▶ SET TASK:
Skip all pictures, then print the remaining material exactly.

▶ INPUT:
####

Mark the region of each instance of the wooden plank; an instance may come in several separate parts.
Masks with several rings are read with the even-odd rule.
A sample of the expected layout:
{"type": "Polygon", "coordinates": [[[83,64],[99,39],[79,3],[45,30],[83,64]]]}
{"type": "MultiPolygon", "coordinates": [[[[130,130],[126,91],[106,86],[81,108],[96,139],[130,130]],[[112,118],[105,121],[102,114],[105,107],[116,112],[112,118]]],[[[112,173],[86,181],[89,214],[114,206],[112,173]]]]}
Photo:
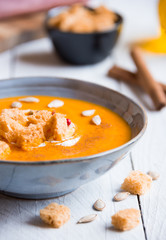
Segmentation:
{"type": "Polygon", "coordinates": [[[88,183],[66,196],[40,201],[17,200],[0,196],[0,236],[3,239],[61,239],[61,240],[139,240],[144,239],[142,225],[128,232],[115,231],[111,226],[111,215],[120,209],[134,207],[138,209],[137,197],[130,196],[122,202],[113,202],[112,198],[120,190],[120,184],[131,170],[130,159],[126,158],[110,172],[88,183]],[[93,203],[101,198],[106,202],[103,212],[92,209],[93,203]],[[39,218],[39,210],[56,201],[71,209],[71,220],[61,229],[46,226],[39,218]],[[76,224],[79,218],[97,213],[98,218],[89,224],[76,224]]]}
{"type": "MultiPolygon", "coordinates": [[[[106,76],[113,57],[92,66],[70,66],[55,58],[47,39],[33,41],[17,47],[14,55],[15,65],[13,76],[48,75],[79,78],[87,81],[101,83],[107,87],[120,90],[120,84],[106,76]],[[43,54],[43,55],[42,55],[43,54]],[[27,57],[29,56],[29,57],[27,57]],[[34,60],[35,56],[37,59],[34,60]],[[43,56],[43,57],[42,57],[43,56]],[[43,61],[43,62],[42,62],[43,61]]],[[[129,158],[124,159],[109,173],[96,181],[82,186],[75,192],[51,200],[26,201],[16,200],[1,196],[0,198],[0,236],[13,240],[19,239],[145,239],[142,223],[130,232],[118,232],[111,227],[111,215],[124,208],[139,208],[136,196],[130,196],[119,203],[112,201],[113,196],[120,190],[120,184],[131,171],[129,158]],[[94,212],[93,203],[102,198],[107,203],[107,208],[98,213],[95,222],[77,225],[80,217],[94,212]],[[39,219],[39,210],[56,201],[71,208],[71,221],[61,229],[51,229],[39,219]]]]}
{"type": "MultiPolygon", "coordinates": [[[[116,55],[117,56],[117,55],[116,55]]],[[[118,55],[119,56],[119,55],[118,55]]],[[[129,57],[126,50],[121,49],[121,57],[117,57],[116,63],[133,70],[134,66],[127,60],[129,57]]],[[[154,56],[145,54],[147,65],[157,79],[166,83],[164,76],[166,69],[165,56],[154,56]]],[[[166,108],[161,111],[153,111],[151,102],[147,96],[135,87],[128,87],[126,84],[121,84],[121,91],[131,97],[138,103],[143,104],[148,114],[148,127],[145,135],[137,146],[132,151],[132,162],[135,170],[148,172],[154,170],[160,173],[161,177],[158,181],[154,181],[152,189],[144,196],[139,197],[143,221],[147,239],[165,239],[165,117],[166,108]],[[144,104],[146,103],[146,105],[144,104]]]]}

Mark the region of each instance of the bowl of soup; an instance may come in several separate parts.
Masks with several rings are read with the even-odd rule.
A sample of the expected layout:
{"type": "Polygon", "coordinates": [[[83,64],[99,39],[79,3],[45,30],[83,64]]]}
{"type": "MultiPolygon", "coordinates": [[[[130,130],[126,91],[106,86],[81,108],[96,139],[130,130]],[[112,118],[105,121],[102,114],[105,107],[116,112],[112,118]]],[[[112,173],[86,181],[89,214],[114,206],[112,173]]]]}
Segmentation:
{"type": "Polygon", "coordinates": [[[15,197],[57,197],[98,178],[147,125],[132,100],[80,80],[2,80],[0,96],[0,192],[15,197]]]}
{"type": "Polygon", "coordinates": [[[122,16],[100,6],[58,7],[48,12],[46,31],[65,61],[94,64],[109,56],[122,29],[122,16]]]}

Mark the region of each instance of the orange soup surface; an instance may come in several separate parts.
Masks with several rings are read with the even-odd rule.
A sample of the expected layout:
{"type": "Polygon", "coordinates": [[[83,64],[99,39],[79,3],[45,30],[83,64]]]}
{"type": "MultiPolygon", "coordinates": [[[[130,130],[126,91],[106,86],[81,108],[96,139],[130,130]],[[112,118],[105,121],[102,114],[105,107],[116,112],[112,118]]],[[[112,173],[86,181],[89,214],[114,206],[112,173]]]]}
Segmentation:
{"type": "MultiPolygon", "coordinates": [[[[59,140],[59,138],[57,138],[58,140],[55,138],[50,141],[43,140],[42,144],[40,142],[40,145],[32,147],[28,151],[18,147],[18,145],[13,142],[7,141],[3,136],[0,136],[0,140],[7,143],[10,147],[10,153],[5,157],[1,157],[1,159],[47,161],[84,157],[119,147],[131,139],[130,126],[118,114],[103,106],[91,102],[55,96],[34,96],[39,100],[38,102],[20,101],[20,99],[26,97],[27,96],[0,99],[0,113],[2,114],[4,109],[16,109],[11,108],[11,104],[18,101],[21,102],[22,107],[17,109],[32,110],[28,112],[29,115],[33,115],[33,110],[35,114],[39,114],[40,110],[47,110],[51,112],[51,116],[55,113],[61,113],[60,116],[66,117],[68,125],[72,122],[74,133],[65,140],[59,140]],[[60,107],[48,107],[48,104],[53,100],[61,100],[64,104],[60,107]],[[39,112],[35,110],[39,110],[39,112]],[[82,112],[85,110],[95,111],[91,116],[83,116],[82,112]],[[99,125],[93,122],[93,118],[96,115],[99,115],[101,119],[99,125]]],[[[22,123],[19,122],[19,124],[22,123]]],[[[31,126],[32,124],[29,125],[31,126]]],[[[24,124],[23,128],[29,125],[25,126],[24,124]]],[[[47,127],[46,131],[52,131],[52,129],[47,127]]],[[[18,142],[17,139],[15,141],[18,142]]]]}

####

▶ RESULT OF THE EXERCISE:
Mark the region of each instance of the wooden plank; an instance may come in several separate parts.
Masks with several rings are read with the even-odd rule.
A sample of the expected layout:
{"type": "Polygon", "coordinates": [[[83,64],[99,39],[79,3],[45,30],[83,64]]]}
{"type": "MultiPolygon", "coordinates": [[[[130,130],[126,91],[106,86],[81,108],[96,139],[130,130]],[[112,118],[105,121],[102,114],[105,107],[116,112],[112,118]]],[[[112,173],[86,181],[89,214],[114,206],[112,173]]]]}
Photo:
Segmentation:
{"type": "Polygon", "coordinates": [[[88,183],[66,196],[40,201],[17,200],[0,196],[0,236],[3,239],[61,239],[61,240],[139,240],[144,239],[142,225],[128,232],[115,231],[111,226],[111,215],[120,209],[134,207],[138,209],[137,197],[130,196],[122,202],[113,202],[112,198],[120,190],[120,184],[131,170],[130,159],[126,158],[110,172],[88,183]],[[93,203],[101,198],[106,202],[103,212],[92,209],[93,203]],[[39,218],[39,210],[56,201],[71,209],[71,220],[61,229],[46,226],[39,218]],[[76,224],[79,218],[97,213],[98,218],[89,224],[76,224]]]}
{"type": "MultiPolygon", "coordinates": [[[[106,76],[113,57],[92,66],[70,66],[55,58],[47,39],[33,41],[17,47],[14,55],[15,65],[13,76],[48,75],[79,78],[87,81],[101,83],[107,87],[120,90],[120,84],[106,76]],[[43,54],[43,55],[42,55],[43,54]],[[27,57],[29,56],[29,57],[27,57]],[[34,60],[35,56],[37,59],[34,60]],[[43,56],[43,57],[42,57],[43,56]],[[43,61],[43,62],[42,62],[43,61]]],[[[129,158],[124,159],[109,173],[96,181],[82,186],[75,192],[51,200],[26,201],[16,200],[1,196],[0,198],[0,236],[13,240],[19,239],[145,239],[142,223],[130,232],[118,232],[111,227],[111,215],[124,208],[139,208],[136,196],[130,196],[119,203],[112,201],[113,196],[120,190],[120,184],[131,171],[129,158]],[[94,212],[93,203],[102,198],[107,203],[107,208],[98,213],[95,222],[77,225],[80,217],[94,212]],[[39,219],[39,210],[56,201],[71,208],[71,221],[61,229],[51,229],[39,219]]]]}
{"type": "MultiPolygon", "coordinates": [[[[116,55],[117,56],[117,55],[116,55]]],[[[118,55],[119,56],[119,55],[118,55]]],[[[129,57],[126,50],[121,49],[121,57],[117,57],[116,63],[133,70],[134,66],[127,60],[129,57]]],[[[154,56],[145,54],[147,65],[157,79],[166,83],[164,76],[166,69],[165,56],[154,56]]],[[[166,108],[161,111],[153,111],[151,102],[147,96],[135,87],[128,87],[126,84],[121,84],[121,91],[131,97],[138,103],[143,104],[148,114],[148,127],[145,135],[137,146],[132,151],[132,162],[135,170],[148,172],[154,170],[160,173],[161,177],[158,181],[154,181],[152,189],[144,196],[139,197],[143,221],[147,239],[165,239],[165,117],[166,108]],[[144,104],[146,103],[146,105],[144,104]]]]}

Mark the region of each instance of the bowl of soup; an instance may come in several separate parts.
Masks with several rings are read with the even-odd rule.
A sample of the expected layout:
{"type": "Polygon", "coordinates": [[[83,64],[99,39],[79,3],[45,30],[83,64]]]}
{"type": "MultiPolygon", "coordinates": [[[[130,130],[126,91],[106,86],[81,108],[96,139],[130,130]],[[112,118],[105,121],[102,114],[105,107],[116,112],[112,118]]],[[[112,173],[86,181],[89,214],[114,206],[112,173]]]]}
Segmentation:
{"type": "Polygon", "coordinates": [[[15,197],[57,197],[98,178],[147,125],[132,100],[80,80],[2,80],[0,96],[0,192],[15,197]]]}
{"type": "Polygon", "coordinates": [[[122,16],[100,6],[58,7],[48,12],[46,31],[65,61],[94,64],[109,56],[122,29],[122,16]]]}

Mark the region of each instance of the orange soup surface; an instance may come in several separate parts.
Masks with several rings are read with the even-odd rule.
A sample of the expected layout:
{"type": "Polygon", "coordinates": [[[83,64],[99,39],[79,3],[45,30],[83,64]]]}
{"type": "MultiPolygon", "coordinates": [[[[130,130],[126,91],[106,86],[81,108],[96,139],[130,130]],[[112,118],[105,121],[102,114],[105,107],[116,112],[112,118]]],[[[112,173],[86,181],[89,214],[114,206],[112,173]]]]}
Segmentation:
{"type": "MultiPolygon", "coordinates": [[[[59,140],[59,138],[57,138],[58,140],[55,138],[50,141],[43,140],[42,144],[40,142],[40,145],[32,147],[28,151],[18,147],[18,145],[13,142],[7,141],[3,136],[0,136],[0,140],[7,143],[10,147],[10,153],[5,157],[1,157],[1,159],[47,161],[84,157],[119,147],[131,139],[130,126],[118,114],[103,106],[91,102],[55,96],[34,96],[39,100],[38,102],[20,101],[20,99],[26,97],[27,96],[0,99],[0,113],[2,114],[4,109],[16,109],[11,108],[11,104],[18,101],[21,102],[22,107],[17,109],[32,110],[28,112],[29,115],[33,115],[33,110],[35,114],[39,114],[40,110],[47,110],[51,112],[51,116],[55,113],[61,113],[60,116],[66,117],[68,125],[72,122],[74,133],[65,140],[59,140]],[[60,107],[48,107],[48,104],[53,100],[61,100],[64,104],[60,107]],[[39,112],[35,110],[39,110],[39,112]],[[82,112],[85,110],[95,111],[91,116],[83,116],[82,112]],[[99,125],[93,122],[93,118],[96,115],[99,115],[101,119],[99,125]]],[[[22,123],[19,122],[19,124],[22,123]]],[[[31,126],[32,124],[29,125],[31,126]]],[[[24,124],[23,128],[29,125],[25,126],[24,124]]],[[[47,127],[46,131],[52,131],[52,129],[47,127]]],[[[18,142],[17,139],[15,141],[18,142]]]]}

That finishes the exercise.